Task details
From the line containing "Check that every instance of the person" down to the last line, set down each line exactly as it is, and nothing more. Leave the pictures out.
--- START ---
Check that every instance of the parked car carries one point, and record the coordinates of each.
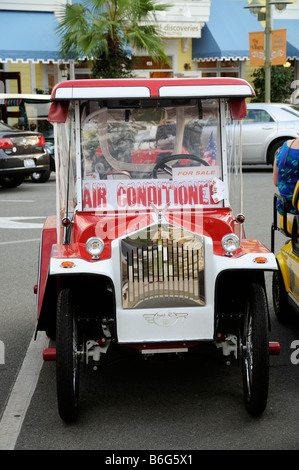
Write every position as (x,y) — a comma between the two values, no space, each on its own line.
(265,128)
(43,176)
(21,154)
(32,114)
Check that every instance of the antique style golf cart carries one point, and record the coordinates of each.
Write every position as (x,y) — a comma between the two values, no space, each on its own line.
(147,249)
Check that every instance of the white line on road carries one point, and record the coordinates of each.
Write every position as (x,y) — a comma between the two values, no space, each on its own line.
(17,200)
(22,392)
(20,241)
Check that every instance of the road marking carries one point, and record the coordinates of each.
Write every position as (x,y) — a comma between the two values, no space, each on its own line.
(17,200)
(13,222)
(20,241)
(22,392)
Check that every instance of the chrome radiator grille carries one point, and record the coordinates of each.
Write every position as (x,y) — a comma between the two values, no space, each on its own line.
(158,272)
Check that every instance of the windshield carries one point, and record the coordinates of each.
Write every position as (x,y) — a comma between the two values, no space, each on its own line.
(157,153)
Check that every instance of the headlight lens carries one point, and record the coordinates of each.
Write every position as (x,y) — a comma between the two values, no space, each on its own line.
(95,246)
(230,242)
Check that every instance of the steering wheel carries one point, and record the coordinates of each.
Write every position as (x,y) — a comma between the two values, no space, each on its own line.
(164,158)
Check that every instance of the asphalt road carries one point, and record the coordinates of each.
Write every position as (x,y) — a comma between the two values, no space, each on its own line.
(195,403)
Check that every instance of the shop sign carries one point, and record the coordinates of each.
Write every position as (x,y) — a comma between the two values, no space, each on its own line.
(182,29)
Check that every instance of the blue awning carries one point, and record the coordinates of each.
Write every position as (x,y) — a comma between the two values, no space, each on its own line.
(292,27)
(226,36)
(28,36)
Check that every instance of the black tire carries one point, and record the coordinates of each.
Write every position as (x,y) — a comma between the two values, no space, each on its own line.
(255,352)
(40,176)
(67,361)
(280,300)
(12,182)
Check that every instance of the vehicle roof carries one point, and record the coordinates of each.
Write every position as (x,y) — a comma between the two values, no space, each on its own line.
(30,97)
(262,105)
(152,88)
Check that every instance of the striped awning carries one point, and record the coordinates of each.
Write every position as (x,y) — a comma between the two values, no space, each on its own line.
(28,36)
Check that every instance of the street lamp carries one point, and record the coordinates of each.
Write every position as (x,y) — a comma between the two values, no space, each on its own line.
(255,8)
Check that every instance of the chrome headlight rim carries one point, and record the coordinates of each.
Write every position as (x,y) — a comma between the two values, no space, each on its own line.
(230,243)
(95,246)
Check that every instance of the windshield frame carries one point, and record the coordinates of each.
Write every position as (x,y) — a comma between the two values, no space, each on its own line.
(221,154)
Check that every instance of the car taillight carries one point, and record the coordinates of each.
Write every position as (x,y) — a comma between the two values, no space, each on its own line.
(40,141)
(5,143)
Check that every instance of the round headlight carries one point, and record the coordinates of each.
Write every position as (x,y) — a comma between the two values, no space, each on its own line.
(95,246)
(230,242)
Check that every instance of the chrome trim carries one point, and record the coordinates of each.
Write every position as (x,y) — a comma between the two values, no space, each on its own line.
(166,273)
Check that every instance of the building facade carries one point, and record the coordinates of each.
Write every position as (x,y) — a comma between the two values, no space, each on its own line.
(202,38)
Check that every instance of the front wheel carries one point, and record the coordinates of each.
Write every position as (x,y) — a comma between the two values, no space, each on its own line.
(67,356)
(11,182)
(255,351)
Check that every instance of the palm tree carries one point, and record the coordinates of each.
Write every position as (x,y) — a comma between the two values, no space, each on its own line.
(104,30)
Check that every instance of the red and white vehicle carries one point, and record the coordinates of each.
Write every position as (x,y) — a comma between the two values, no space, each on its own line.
(147,249)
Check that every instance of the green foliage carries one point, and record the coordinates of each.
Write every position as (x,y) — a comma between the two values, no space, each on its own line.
(281,79)
(103,31)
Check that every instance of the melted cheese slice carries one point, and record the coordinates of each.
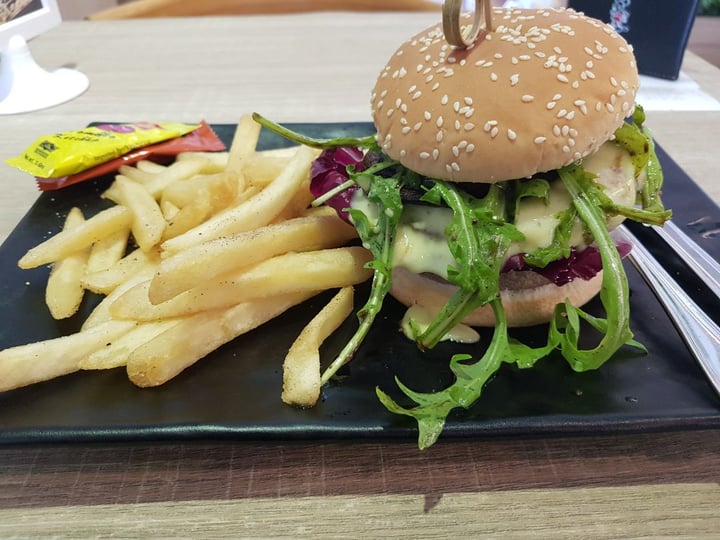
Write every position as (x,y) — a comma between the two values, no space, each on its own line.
(421,245)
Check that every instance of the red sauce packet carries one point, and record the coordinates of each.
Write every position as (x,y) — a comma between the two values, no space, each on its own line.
(202,139)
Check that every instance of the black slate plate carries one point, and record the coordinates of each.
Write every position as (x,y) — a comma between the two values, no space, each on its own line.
(235,392)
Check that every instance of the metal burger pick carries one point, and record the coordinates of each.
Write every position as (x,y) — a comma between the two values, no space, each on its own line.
(463,36)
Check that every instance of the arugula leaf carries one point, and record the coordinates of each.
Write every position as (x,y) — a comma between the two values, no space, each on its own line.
(360,142)
(637,140)
(379,237)
(614,293)
(432,409)
(478,238)
(533,187)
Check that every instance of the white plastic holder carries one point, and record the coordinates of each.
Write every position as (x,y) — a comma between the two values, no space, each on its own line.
(25,86)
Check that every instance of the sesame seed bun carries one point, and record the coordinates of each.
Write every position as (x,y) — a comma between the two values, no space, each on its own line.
(545,88)
(525,303)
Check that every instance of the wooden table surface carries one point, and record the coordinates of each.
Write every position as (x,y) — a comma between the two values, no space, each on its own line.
(320,67)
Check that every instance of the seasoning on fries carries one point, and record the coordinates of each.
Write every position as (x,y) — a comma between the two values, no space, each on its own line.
(193,254)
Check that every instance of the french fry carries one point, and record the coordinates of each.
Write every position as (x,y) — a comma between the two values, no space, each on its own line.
(217,160)
(313,270)
(45,360)
(168,354)
(227,241)
(148,224)
(301,368)
(105,281)
(188,268)
(100,226)
(156,181)
(177,172)
(108,251)
(217,188)
(64,291)
(149,166)
(262,167)
(189,216)
(118,351)
(101,312)
(252,213)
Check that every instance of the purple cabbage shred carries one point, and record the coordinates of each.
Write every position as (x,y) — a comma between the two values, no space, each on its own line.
(329,171)
(583,264)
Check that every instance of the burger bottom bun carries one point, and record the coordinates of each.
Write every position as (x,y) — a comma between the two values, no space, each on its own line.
(526,303)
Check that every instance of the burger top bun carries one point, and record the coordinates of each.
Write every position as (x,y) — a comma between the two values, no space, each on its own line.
(542,90)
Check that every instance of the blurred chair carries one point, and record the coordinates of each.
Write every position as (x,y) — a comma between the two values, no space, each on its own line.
(193,8)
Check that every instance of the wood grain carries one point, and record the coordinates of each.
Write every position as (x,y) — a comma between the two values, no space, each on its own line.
(88,475)
(319,68)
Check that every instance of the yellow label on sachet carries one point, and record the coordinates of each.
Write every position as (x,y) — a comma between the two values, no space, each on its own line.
(67,153)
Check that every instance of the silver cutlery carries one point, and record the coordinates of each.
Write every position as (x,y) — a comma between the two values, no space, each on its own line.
(707,268)
(700,333)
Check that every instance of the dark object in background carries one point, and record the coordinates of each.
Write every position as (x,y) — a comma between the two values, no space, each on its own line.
(657,30)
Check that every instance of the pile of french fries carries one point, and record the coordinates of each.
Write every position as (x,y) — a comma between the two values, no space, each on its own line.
(191,256)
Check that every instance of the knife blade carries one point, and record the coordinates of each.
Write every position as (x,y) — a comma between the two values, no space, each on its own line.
(700,333)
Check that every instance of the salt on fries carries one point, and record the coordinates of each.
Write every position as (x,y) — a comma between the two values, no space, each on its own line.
(225,242)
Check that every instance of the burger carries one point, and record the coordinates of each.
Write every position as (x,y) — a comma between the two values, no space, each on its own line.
(489,191)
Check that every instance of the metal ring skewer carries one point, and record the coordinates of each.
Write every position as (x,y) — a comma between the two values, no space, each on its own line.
(453,30)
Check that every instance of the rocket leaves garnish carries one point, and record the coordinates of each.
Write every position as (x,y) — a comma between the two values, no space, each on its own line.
(479,235)
(378,236)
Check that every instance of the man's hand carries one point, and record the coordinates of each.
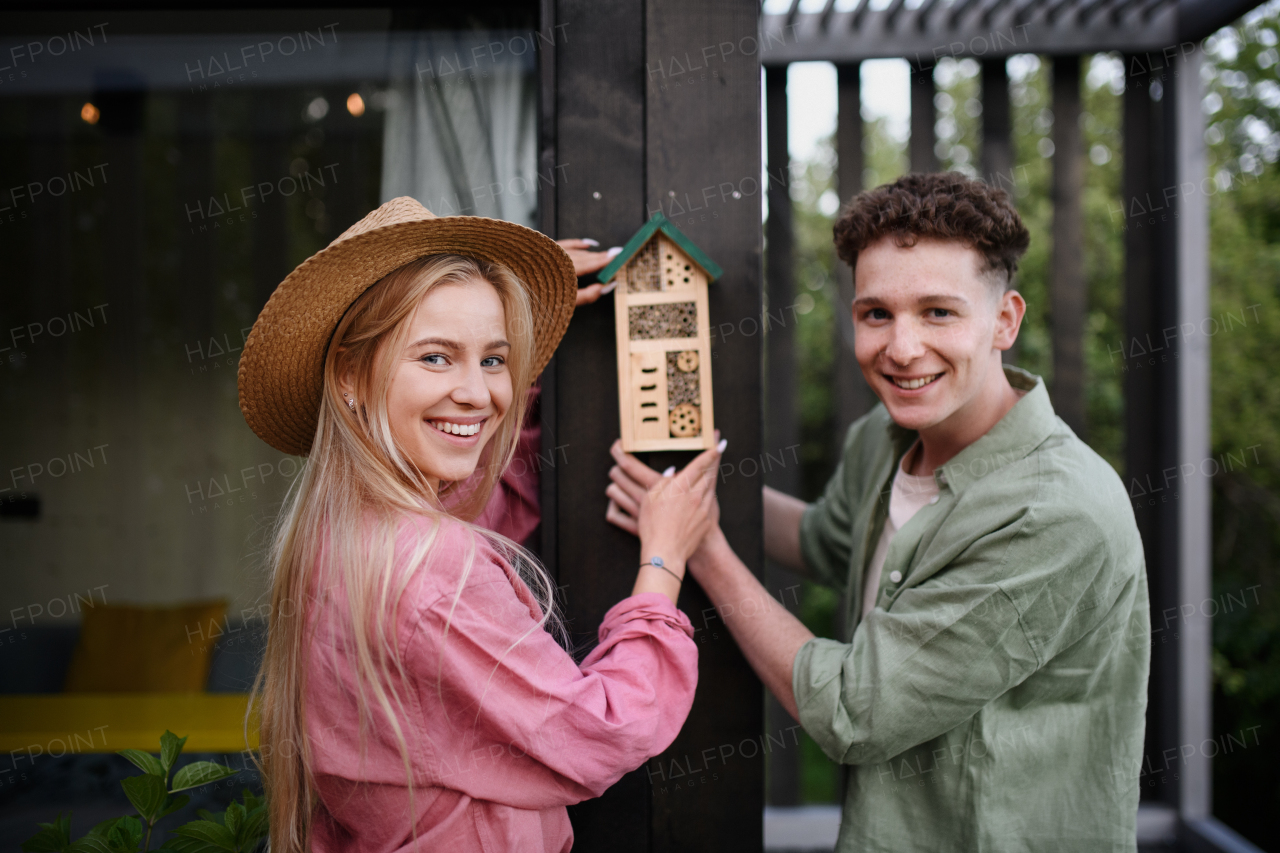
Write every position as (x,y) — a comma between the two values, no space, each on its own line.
(586,261)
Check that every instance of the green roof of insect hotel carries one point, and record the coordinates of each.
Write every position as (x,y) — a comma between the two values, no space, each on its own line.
(659,222)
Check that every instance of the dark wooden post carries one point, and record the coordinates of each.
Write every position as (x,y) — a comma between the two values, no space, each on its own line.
(636,132)
(923,158)
(781,418)
(702,133)
(1151,392)
(599,194)
(1068,288)
(997,144)
(853,397)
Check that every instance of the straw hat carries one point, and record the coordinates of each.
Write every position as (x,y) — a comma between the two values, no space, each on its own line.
(282,365)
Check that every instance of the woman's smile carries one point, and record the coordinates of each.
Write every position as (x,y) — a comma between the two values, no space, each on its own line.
(460,429)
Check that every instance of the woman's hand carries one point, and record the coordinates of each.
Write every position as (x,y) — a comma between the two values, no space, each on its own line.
(671,514)
(586,261)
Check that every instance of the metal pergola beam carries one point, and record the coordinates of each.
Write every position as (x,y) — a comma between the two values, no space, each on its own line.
(990,28)
(853,397)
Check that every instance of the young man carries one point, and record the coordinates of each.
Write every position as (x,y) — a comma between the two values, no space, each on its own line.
(992,690)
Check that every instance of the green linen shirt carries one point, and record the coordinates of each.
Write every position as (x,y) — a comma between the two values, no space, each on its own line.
(995,697)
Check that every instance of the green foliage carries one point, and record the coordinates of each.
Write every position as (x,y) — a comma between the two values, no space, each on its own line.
(1243,106)
(241,829)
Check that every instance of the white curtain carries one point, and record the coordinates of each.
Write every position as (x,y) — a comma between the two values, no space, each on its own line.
(461,132)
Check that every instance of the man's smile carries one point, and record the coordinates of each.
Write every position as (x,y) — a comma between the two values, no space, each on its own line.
(913,383)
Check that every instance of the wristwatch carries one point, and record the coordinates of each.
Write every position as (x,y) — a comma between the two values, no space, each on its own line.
(658,564)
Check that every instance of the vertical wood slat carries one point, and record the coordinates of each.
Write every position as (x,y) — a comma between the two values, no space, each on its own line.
(1194,506)
(853,396)
(782,423)
(544,538)
(997,141)
(702,129)
(1068,290)
(599,144)
(1150,395)
(923,158)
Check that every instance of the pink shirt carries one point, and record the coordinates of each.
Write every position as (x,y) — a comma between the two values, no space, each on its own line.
(504,729)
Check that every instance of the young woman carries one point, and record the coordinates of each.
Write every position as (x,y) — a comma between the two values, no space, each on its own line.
(414,694)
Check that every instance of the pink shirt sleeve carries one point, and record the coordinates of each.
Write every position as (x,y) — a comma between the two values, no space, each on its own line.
(512,719)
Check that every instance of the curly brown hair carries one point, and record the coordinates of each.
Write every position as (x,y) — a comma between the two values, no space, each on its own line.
(940,205)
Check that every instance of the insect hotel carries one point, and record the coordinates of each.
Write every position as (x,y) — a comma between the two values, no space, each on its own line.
(664,346)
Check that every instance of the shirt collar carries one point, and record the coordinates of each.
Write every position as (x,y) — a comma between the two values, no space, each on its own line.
(1011,439)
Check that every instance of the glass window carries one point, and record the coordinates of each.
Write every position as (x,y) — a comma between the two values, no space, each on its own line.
(160,173)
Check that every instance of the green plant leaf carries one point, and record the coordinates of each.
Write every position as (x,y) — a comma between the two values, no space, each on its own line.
(104,828)
(170,747)
(208,831)
(91,844)
(234,819)
(146,793)
(173,804)
(144,761)
(127,834)
(190,845)
(199,772)
(51,838)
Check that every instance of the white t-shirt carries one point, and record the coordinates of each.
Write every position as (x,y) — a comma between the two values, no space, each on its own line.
(909,496)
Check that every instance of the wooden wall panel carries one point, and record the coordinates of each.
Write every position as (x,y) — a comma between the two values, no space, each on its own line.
(703,142)
(599,194)
(631,128)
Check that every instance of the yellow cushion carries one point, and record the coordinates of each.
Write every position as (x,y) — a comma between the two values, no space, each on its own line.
(56,724)
(158,649)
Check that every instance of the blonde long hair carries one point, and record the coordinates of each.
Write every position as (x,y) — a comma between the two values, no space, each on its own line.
(356,482)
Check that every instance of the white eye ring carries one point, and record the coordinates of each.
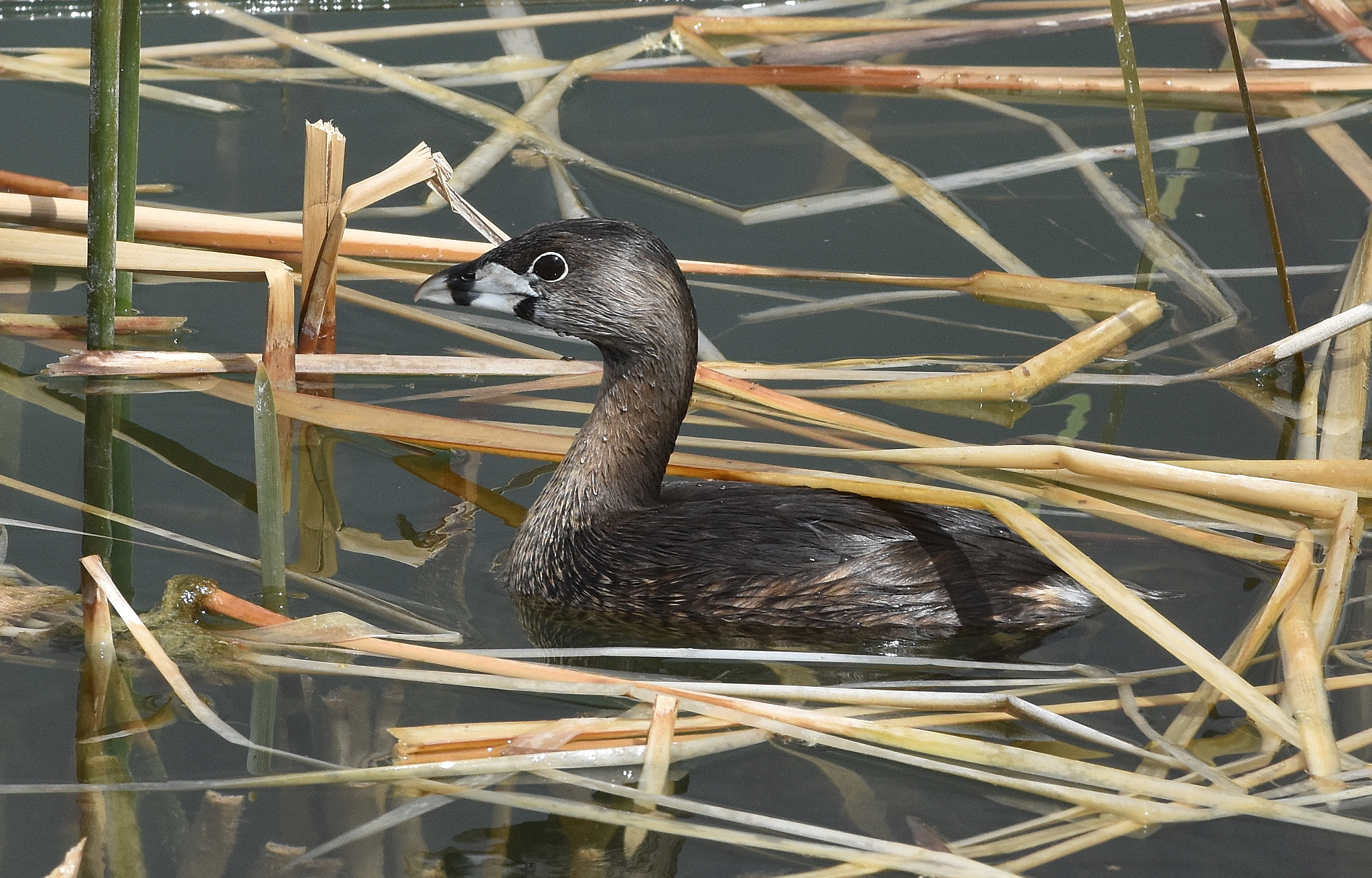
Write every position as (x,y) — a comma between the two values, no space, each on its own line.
(551,267)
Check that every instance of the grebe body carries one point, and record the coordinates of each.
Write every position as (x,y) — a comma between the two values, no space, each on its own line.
(608,536)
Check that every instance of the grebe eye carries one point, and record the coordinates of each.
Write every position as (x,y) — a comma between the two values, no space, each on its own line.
(551,267)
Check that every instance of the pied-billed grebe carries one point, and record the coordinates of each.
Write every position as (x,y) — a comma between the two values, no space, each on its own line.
(608,536)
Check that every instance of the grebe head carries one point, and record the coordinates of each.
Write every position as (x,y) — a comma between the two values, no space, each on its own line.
(608,281)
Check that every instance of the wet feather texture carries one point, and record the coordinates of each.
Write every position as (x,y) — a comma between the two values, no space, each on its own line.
(608,536)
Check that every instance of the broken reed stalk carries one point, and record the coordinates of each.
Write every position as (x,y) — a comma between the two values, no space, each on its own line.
(441,431)
(899,174)
(324,150)
(1345,22)
(52,73)
(1302,666)
(821,727)
(405,32)
(852,48)
(1079,80)
(658,755)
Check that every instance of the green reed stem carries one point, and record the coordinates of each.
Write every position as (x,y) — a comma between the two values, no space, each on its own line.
(103,169)
(271,509)
(267,450)
(1134,95)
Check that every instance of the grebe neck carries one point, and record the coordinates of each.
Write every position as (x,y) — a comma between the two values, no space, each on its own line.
(615,465)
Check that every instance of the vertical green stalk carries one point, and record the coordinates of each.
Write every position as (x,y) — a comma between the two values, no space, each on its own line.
(271,516)
(131,39)
(1134,95)
(103,169)
(267,452)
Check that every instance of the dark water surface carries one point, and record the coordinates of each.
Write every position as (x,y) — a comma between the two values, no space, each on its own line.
(728,144)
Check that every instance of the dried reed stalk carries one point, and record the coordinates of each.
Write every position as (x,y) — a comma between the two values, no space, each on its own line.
(226,232)
(1302,663)
(54,73)
(1024,381)
(69,251)
(658,756)
(809,725)
(246,233)
(324,151)
(73,326)
(752,25)
(506,441)
(26,184)
(1077,80)
(899,174)
(852,48)
(407,32)
(1344,22)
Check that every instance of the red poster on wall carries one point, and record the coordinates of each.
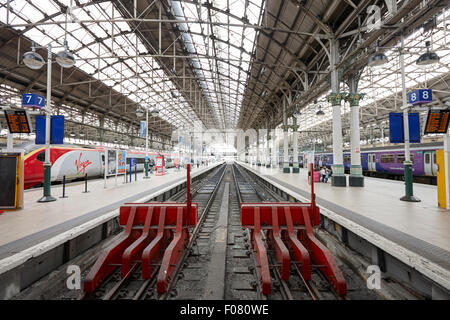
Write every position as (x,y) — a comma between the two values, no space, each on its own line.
(159,166)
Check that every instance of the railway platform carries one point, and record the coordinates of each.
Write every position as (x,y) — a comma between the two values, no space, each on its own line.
(42,231)
(416,234)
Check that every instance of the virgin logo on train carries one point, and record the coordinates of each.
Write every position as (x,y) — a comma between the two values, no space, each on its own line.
(82,165)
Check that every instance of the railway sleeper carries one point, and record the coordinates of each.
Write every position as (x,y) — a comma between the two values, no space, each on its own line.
(154,248)
(289,234)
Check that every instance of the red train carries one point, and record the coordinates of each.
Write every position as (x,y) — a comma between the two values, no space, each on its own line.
(75,161)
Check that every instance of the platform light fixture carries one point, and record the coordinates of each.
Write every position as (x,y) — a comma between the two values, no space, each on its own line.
(65,58)
(154,110)
(34,61)
(427,58)
(139,112)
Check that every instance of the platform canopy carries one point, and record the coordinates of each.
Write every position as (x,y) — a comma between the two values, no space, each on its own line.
(224,63)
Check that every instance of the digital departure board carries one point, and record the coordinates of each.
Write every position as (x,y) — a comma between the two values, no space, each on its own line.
(437,121)
(18,121)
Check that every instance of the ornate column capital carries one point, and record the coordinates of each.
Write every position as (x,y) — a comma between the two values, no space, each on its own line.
(335,98)
(354,98)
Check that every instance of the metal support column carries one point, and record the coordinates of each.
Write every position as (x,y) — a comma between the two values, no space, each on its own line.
(335,98)
(47,197)
(258,151)
(268,147)
(285,126)
(295,167)
(356,178)
(409,193)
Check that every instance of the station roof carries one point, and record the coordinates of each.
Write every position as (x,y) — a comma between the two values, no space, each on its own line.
(226,63)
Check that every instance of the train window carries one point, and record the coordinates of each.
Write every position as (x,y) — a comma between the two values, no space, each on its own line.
(401,158)
(387,158)
(41,156)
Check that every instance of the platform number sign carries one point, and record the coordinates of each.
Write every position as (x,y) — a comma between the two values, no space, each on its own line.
(32,100)
(420,96)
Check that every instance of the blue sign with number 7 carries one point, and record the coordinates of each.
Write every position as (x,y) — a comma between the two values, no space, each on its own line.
(32,100)
(420,96)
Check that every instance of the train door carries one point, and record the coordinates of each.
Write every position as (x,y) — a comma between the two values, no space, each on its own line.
(371,162)
(429,163)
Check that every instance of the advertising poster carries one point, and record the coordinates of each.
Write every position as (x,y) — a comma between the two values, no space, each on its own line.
(111,162)
(122,162)
(159,166)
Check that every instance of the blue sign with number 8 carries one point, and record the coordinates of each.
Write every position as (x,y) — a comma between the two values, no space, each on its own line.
(420,96)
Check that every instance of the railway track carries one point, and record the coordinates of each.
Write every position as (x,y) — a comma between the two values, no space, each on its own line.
(132,286)
(219,197)
(296,288)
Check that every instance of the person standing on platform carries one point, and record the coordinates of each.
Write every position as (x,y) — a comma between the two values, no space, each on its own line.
(151,164)
(327,175)
(323,172)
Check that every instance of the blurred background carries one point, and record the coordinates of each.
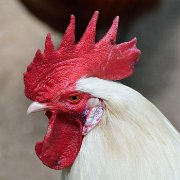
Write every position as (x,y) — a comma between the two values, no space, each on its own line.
(23,27)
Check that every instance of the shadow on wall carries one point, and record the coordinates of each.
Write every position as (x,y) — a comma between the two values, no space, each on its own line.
(153,30)
(156,36)
(56,13)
--- END ---
Reply
Check that every instance of the person standing on platform carries one point, and record the coordinates of each.
Write every position as (x,y) — a comma between the two values, no space, each on its own line.
(151,164)
(327,175)
(323,172)
Check that every instance of the blurred background carries one point, and record the coordinates of each.
Write every position as (x,y) — a comma between the two values, no space, each on its own line.
(23,27)
Check that every instance of the shadow on wall carries one point, and record the coordinates of each.
Write every position as (x,y) — a comma between the two values, no space, each on its own line.
(153,30)
(156,36)
(56,13)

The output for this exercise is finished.